» **Requirements**: Reproduce every line of the records below word for word, but leave out the pictures.

» **Records shown**:

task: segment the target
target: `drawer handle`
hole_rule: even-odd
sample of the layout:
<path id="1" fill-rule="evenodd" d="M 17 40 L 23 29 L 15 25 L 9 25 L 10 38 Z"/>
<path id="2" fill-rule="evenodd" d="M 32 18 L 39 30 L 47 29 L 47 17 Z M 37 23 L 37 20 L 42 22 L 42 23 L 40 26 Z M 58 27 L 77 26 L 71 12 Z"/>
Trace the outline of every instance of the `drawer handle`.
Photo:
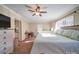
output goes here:
<path id="1" fill-rule="evenodd" d="M 6 44 L 6 42 L 4 42 L 4 44 Z"/>
<path id="2" fill-rule="evenodd" d="M 4 31 L 4 34 L 6 34 L 6 31 Z"/>
<path id="3" fill-rule="evenodd" d="M 6 39 L 6 37 L 4 36 L 4 39 Z"/>
<path id="4" fill-rule="evenodd" d="M 6 47 L 4 47 L 4 50 L 6 50 L 7 48 Z"/>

» **Written reply**:
task: segment the target
target: `drawer handle`
hole_rule: even-odd
sample of the layout:
<path id="1" fill-rule="evenodd" d="M 17 40 L 23 29 L 15 25 L 9 25 L 10 38 Z"/>
<path id="2" fill-rule="evenodd" d="M 32 18 L 39 30 L 47 29 L 47 17 Z M 37 23 L 37 20 L 42 22 L 42 23 L 40 26 Z M 58 27 L 77 26 L 71 12 Z"/>
Trace the outline of every instance of the `drawer handle`.
Photo:
output goes here:
<path id="1" fill-rule="evenodd" d="M 6 44 L 6 42 L 4 42 L 4 44 Z"/>
<path id="2" fill-rule="evenodd" d="M 4 31 L 4 34 L 6 34 L 6 31 Z"/>
<path id="3" fill-rule="evenodd" d="M 6 39 L 6 37 L 4 36 L 4 39 Z"/>
<path id="4" fill-rule="evenodd" d="M 6 47 L 4 47 L 4 50 L 6 50 L 7 48 Z"/>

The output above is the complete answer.